§ What you have to do: Reproduce exactly the span of lines that opens with the line containing "Write each point like <point>148,150</point>." and closes with the last line of the entries below.

[Dataset entries]
───
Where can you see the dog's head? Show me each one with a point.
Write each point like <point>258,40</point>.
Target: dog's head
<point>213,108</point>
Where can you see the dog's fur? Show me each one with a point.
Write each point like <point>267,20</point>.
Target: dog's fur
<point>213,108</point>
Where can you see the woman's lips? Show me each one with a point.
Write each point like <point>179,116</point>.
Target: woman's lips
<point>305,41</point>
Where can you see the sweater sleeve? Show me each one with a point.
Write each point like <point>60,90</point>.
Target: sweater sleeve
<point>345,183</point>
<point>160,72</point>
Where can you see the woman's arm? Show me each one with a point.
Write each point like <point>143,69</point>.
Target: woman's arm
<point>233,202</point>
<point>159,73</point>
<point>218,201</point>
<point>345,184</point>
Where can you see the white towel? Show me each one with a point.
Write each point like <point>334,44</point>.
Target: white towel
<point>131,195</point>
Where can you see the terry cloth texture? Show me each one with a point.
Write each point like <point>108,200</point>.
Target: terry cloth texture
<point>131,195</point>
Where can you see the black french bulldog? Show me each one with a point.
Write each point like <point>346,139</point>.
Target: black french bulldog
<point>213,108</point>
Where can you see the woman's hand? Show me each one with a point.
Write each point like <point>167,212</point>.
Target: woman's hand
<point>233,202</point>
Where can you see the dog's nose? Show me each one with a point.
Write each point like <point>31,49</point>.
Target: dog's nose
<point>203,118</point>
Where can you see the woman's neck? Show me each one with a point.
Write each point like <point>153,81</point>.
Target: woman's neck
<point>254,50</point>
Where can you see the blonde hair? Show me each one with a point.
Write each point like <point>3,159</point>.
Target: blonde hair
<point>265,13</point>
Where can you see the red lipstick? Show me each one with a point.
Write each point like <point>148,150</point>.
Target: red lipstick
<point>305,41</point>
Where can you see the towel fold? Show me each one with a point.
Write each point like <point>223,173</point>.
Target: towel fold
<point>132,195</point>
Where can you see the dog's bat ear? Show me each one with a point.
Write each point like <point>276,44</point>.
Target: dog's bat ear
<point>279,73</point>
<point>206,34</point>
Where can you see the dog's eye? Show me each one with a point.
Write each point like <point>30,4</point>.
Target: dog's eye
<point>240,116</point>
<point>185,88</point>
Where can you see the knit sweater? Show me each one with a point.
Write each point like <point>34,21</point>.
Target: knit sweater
───
§ Response area:
Write each point like <point>148,150</point>.
Target: red lipstick
<point>305,41</point>
Where can you see the towel fold? Show me each one with a point.
Write each point like <point>223,173</point>.
Target: towel fold
<point>132,195</point>
Where can you see the dog's bat ear? Show me each one with a point.
Write each point like <point>276,44</point>.
Target: dog's bat ear
<point>279,73</point>
<point>206,34</point>
Where can you see the dog's eye? Show me each one with a point.
Write each point like <point>30,4</point>.
Target: dog's eye
<point>240,116</point>
<point>185,88</point>
Where can you see the knit sweater? Show me each one with a point.
Write each point like <point>34,21</point>.
Target: knit sweater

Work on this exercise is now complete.